Copy out the lines of the records word for word, from the line containing "the form [191,68]." through the end of the records.

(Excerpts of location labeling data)
++++++++
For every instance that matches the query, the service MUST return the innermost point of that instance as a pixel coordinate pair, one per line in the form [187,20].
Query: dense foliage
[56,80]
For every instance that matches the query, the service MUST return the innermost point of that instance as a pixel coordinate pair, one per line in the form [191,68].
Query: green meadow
++++++++
The response:
For every instance that matches the query, the service MUST return the innermost point of that instance as a pixel coordinate pair, one per line in the form [191,68].
Query: green meadow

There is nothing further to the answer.